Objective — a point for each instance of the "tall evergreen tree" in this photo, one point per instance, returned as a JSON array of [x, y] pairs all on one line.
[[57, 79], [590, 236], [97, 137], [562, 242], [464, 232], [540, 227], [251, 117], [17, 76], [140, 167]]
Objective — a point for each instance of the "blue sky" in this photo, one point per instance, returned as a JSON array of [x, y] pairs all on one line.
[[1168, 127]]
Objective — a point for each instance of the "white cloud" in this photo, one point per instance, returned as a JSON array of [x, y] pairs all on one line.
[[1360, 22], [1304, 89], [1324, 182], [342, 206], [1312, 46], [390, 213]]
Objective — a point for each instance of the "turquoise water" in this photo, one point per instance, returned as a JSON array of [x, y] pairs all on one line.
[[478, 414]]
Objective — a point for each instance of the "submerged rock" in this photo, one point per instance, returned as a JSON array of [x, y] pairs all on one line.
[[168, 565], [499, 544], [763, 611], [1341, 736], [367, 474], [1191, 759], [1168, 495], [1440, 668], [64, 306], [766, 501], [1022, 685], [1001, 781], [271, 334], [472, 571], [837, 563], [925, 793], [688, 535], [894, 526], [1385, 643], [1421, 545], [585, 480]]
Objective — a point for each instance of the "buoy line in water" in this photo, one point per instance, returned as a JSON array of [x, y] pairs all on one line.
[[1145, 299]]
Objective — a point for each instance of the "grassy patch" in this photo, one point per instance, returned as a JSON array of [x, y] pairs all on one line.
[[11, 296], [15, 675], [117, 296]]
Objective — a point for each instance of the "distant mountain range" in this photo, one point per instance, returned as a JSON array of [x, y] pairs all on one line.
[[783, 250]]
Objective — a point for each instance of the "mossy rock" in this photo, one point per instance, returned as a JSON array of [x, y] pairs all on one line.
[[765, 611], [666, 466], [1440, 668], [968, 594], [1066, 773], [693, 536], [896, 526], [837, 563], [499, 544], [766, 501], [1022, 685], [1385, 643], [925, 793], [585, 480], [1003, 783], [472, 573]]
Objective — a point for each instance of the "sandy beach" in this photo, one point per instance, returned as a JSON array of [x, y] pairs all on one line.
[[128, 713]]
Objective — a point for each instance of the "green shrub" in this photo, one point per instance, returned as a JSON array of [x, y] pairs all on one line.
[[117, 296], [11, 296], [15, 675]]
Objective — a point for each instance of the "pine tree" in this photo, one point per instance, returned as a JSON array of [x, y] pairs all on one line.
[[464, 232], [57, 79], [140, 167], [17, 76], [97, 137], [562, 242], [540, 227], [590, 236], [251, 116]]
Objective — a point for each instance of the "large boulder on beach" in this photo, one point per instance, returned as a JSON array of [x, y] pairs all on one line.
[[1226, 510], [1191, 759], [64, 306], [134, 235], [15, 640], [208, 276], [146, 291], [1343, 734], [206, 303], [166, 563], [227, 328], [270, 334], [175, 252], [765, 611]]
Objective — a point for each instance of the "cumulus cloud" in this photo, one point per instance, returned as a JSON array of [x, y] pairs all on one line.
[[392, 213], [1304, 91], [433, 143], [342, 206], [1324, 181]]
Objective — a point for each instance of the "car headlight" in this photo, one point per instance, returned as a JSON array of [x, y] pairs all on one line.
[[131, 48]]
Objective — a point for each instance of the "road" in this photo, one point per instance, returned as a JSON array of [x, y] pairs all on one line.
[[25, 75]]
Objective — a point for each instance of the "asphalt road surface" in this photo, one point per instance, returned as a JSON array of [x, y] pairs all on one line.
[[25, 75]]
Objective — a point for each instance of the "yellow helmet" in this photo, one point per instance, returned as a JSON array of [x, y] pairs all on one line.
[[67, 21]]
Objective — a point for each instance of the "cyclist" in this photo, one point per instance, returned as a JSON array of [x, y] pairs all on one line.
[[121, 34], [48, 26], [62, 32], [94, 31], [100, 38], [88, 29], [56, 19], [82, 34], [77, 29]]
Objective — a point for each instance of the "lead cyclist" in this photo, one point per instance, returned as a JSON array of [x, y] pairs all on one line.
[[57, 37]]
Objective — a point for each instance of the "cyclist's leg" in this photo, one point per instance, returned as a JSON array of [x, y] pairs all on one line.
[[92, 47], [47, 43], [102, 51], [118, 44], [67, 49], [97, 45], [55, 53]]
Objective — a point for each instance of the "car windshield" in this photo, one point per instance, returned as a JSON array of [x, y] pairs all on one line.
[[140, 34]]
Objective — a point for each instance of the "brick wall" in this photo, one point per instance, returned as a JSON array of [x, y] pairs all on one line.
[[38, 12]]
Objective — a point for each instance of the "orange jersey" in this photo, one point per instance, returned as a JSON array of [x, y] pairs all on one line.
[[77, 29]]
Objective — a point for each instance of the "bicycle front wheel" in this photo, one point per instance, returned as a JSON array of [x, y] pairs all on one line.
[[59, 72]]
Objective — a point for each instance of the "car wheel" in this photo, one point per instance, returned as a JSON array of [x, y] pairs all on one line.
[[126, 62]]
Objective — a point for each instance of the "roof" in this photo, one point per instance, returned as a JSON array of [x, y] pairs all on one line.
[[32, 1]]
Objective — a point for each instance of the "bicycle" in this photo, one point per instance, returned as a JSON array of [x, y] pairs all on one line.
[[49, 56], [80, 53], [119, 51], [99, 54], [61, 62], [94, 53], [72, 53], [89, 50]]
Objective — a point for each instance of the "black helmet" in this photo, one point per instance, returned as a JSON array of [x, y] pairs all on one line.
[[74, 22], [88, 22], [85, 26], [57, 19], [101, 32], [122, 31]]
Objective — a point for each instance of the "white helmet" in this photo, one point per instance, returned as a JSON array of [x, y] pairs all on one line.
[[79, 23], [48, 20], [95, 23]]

— Task instructions —
Repeat the listing in full so that each line matches exactly.

— Expected answer —
Objective — a point for each instance of the "tall evergreen tree" in this photo, one point per instance, returned as a JSON array of [x, y] pairs all on one line.
[[57, 79], [590, 236], [97, 137], [562, 242], [464, 232], [540, 227], [251, 117], [17, 76], [140, 167]]
Objective — a point for each instance of the "blue sky" in this photo, one point per instance, returned as a JSON array of [x, y] pairs all on one line.
[[1168, 127]]
Objective — a point for each instance of the "white cloud" in this photo, one point per instance, returned as a JSON array of [x, y] pairs all on one line.
[[1360, 22], [1304, 89], [1324, 182], [342, 206], [1312, 46], [390, 213]]
Objective — a point for each instance of the "turquoise water" in this photo, one point per instance, returned as a JSON array of [x, y] pairs all on one line.
[[478, 414]]
Objective — a point for each instance of the "submerged rock" in this photo, one point per instance, returned as a JSON array of [x, y] pairs all on one line.
[[168, 565], [499, 544], [763, 611], [1341, 736], [367, 474], [1191, 759], [1168, 495], [1440, 668], [64, 306], [766, 501], [1022, 685], [1001, 781], [271, 334], [472, 571], [837, 563], [925, 793], [688, 535], [894, 526], [1385, 643], [1421, 545], [585, 480]]
Objective — a point for each instance of the "buoy line in water" in this photo, one point per instance, returned as a JSON array of [x, y] pairs all on one line.
[[1145, 299]]
Objective — a point for each instance of the "grassy patch" in this photo, one point per instance, returned as a JSON array of [x, y] pairs all on one line.
[[11, 296], [15, 675], [117, 296]]
Objective — a point for each instance of the "distant mountain range" in this photo, one point per instance, returned as a JSON array of [x, y] pairs all on one line.
[[783, 250]]
Objective — a point for each instance of the "mossy rock" in this photo, one point per instance, returned as a JSON array of [x, y] pairs all on one line.
[[765, 611], [666, 466], [1440, 668], [968, 594], [1066, 773], [693, 536], [896, 526], [837, 563], [499, 544], [766, 501], [1022, 685], [1385, 643], [925, 793], [585, 480], [1003, 783], [472, 573]]
Objective — a point for each instance of the "sandy beach" in this photo, one point per instance, returned as a JSON array of [x, y] pairs all on one line.
[[128, 713]]
Objective — a point for each instance of the "green shrub" in this photo, one point per instance, returned as a JSON array of [x, y] pairs all on one line.
[[117, 296], [11, 296], [15, 675]]
Objective — a point for each instance of the "pine tree" in this photo, one point per instance, returned as a JSON array of [x, y] pairs all on one line.
[[464, 232], [57, 79], [140, 167], [17, 76], [97, 137], [562, 242], [540, 227], [590, 236], [251, 116]]
Objective — a point for each instance of the "large boulder on beach" in this photo, one point per instance, returned as a JSON array of [x, y] pairs all on one line.
[[1226, 510], [1191, 759], [64, 306], [134, 235], [15, 640], [208, 276], [146, 291], [1343, 734], [206, 303], [166, 563], [227, 328], [270, 334], [175, 252], [765, 611]]
Objective — a point for each instance of the "cumulus cloud" in this photo, one point per instance, returned as a JSON array of [x, y] pairs all on one line.
[[392, 213], [1304, 91], [433, 143], [342, 206], [1324, 181]]
Objective — a point for each instance of the "car headlight" in this photo, one point per instance, returned as a JSON array of [x, y] pairs all on one line.
[[131, 48]]
Objective — a point for each instance of the "road" in this photo, one point per instance, returned as a JSON array of [x, y] pairs all on one line.
[[25, 75]]
Objective — a point for each instance of the "asphalt road surface" in this photo, one point per instance, returned as a JSON array of [x, y] pairs all on one line.
[[25, 75]]
Objective — a point for each instance of the "yellow helmet" in this photo, one point per instance, returned as a JSON array of [x, y] pairs all on one line.
[[67, 21]]
Objective — a point for each instance of the "cyclist" in this photo, one point per instance, returned as a JSON array of [x, y] pairs all on one line.
[[121, 34], [48, 26], [62, 32], [94, 31], [100, 38], [88, 29], [56, 19], [82, 34], [77, 29]]
Objective — a point for each instance of the "lead cyclist" in this photo, one point per instance, returned as a JSON array of [x, y] pairs all on one line.
[[57, 37]]
Objective — a point for each instance of the "cyclist's leg" in this photo, one point per instance, returned as a JSON array of [x, y] pairs all on one line.
[[92, 47], [47, 43], [102, 51], [118, 44], [67, 49], [97, 45], [55, 53]]
Objective — a point for each instance of the "car windshield" in this photo, one point per instance, returned as a JSON array of [x, y] pairs all on one line.
[[140, 34]]
Objective — a point for each instance of the "brick wall" in this photo, one point per instance, returned as a JSON array of [x, y] pairs all on one line.
[[38, 12]]
Objective — a point for each instance of the "orange jersey" in this photo, one point per instance, returned as a JSON array of [x, y] pairs all on one line.
[[77, 29]]
Objective — a point for each instance of the "bicycle front wheel" in this photo, one point per instance, returned as a JSON array of [x, y] pairs all on one line.
[[59, 72]]
Objective — a point for each instance of the "car wheel" in this photo, one point per instance, returned as a JSON array of [x, y] pairs all on one line.
[[126, 62]]
Objective — a point for each instance of the "roof" in this photo, one point per instance, returned as a JSON array of [x, y] pairs all on one line.
[[32, 1]]
Objective — a point for each instance of the "bicycle" in this photo, one point per instance, returned as a JSON array of [x, y] pairs all on one line.
[[49, 56], [80, 53], [119, 51], [99, 54], [61, 62], [94, 53], [72, 53], [89, 50]]
Objective — a point for each instance of the "black helmet" in this photo, one point per instance, returned as a JSON array of [x, y] pairs all on one line.
[[74, 22], [88, 22], [85, 26], [57, 19], [101, 32], [122, 31]]
Objective — a point for each instance of the "white helmet" in this photo, one point per instance, returned as a JSON array of [x, y] pairs all on one line.
[[79, 23], [48, 20], [95, 23]]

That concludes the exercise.